▸ **Set tasks**
- a) Revise the stretch of the Internet Archive passage from "It is a simple" through "those institutions obsolete.", swapping "industrial scanning apparatus" for "high-speed scanning equipment".
- b) According to the publishers' motion quoted in the Internet Archive passage, what share of the books currently in libraries could IA realistically offer within the decade?

begin Source extract

More authors should continue to call out IA for its conduct—if not for themselves, then for the next generation of writers. “The ability of copyright law to incentivize the creation of new works will be profoundly undermined if Internet Archive devalues books further by continuing its mission to put bootleg copies of every book it can acquire on the Website,” the publishers’ motion argues.

It is a simple rule of economics that you cannot eliminate fair trade in distribution without destroying the incentive to produce—except perhaps as an eccentric hobby. “Aided by its industrial scanning apparatus and book pipeline, IA can realistically achieve its goal of offering 80% of all books currently residing in libraries within the decade,” the publishers’ motion states. If that ambition were realized, one ironic result could be shuttering real libraries around the country because an operation like IA would render those institutions obsolete.

But the more devastating and certain effect would be to kill many prospective writing careers in their fragile beginnings, a period Cisneros describes as discovering her voice when she found the child narrator for The House on Mango Street. She says, “Best of all, writing in a younger voice allowed me to name that thing without a name—that shame of being poor, of being female, of being not quite good enough, and examine where it had come from and why, so I could exchange shame for celebration.”

end Source extract
begin Listed entries

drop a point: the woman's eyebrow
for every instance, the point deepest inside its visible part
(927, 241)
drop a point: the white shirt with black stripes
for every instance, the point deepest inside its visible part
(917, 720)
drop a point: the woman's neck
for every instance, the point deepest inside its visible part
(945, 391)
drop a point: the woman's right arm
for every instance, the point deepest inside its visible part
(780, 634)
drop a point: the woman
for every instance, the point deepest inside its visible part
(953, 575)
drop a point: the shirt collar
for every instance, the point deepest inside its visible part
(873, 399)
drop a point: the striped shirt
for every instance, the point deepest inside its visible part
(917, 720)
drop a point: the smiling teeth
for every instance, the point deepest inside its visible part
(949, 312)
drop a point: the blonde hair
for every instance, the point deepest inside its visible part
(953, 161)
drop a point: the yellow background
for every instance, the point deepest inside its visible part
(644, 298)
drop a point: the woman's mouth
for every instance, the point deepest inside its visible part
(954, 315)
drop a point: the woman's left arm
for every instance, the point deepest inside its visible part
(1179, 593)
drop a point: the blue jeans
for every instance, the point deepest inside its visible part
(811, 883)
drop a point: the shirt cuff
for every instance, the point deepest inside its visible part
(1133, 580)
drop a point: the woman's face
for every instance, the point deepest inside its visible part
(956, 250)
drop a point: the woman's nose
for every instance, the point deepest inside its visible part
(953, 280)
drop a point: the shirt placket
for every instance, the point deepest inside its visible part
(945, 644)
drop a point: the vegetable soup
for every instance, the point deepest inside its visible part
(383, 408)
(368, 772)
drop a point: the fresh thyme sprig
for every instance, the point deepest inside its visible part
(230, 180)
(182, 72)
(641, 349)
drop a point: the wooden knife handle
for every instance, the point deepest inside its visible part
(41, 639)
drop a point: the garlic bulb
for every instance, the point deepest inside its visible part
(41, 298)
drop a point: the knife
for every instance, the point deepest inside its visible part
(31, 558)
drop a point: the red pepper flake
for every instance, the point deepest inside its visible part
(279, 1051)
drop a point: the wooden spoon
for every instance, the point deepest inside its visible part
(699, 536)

end Listed entries

▸ **Results in order**
- a)
It is a simple rule of economics that you cannot eliminate fair trade in distribution without destroying the incentive to produce—except perhaps as an eccentric hobby. “Aided by its high-speed scanning equipment and book pipeline, IA can realistically achieve its goal of offering 80% of all books currently residing in libraries within the decade,” the publishers’ motion states. If that ambition were realized, one ironic result could be shuttering real libraries around the country because an operation like IA would render those institutions obsolete.

- b) 80% of all books currently residing in libraries.